Work order → Copy the full listing, changing nothing.

[Records for the task Boundary: Start]

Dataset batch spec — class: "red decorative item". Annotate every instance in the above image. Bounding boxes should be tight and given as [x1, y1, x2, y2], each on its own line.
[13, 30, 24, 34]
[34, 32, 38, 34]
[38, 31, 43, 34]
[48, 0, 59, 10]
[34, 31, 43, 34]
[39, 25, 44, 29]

[Records for the task Boundary: End]

Exercise answer →
Dataset batch spec — class: "red decorative item". Annotate every instance in the above image. Bounding boxes should be tight and given as [x1, y1, x2, y2], each on its own line.
[13, 30, 24, 34]
[34, 32, 38, 34]
[38, 31, 43, 34]
[48, 0, 59, 10]
[34, 31, 43, 34]
[39, 25, 44, 29]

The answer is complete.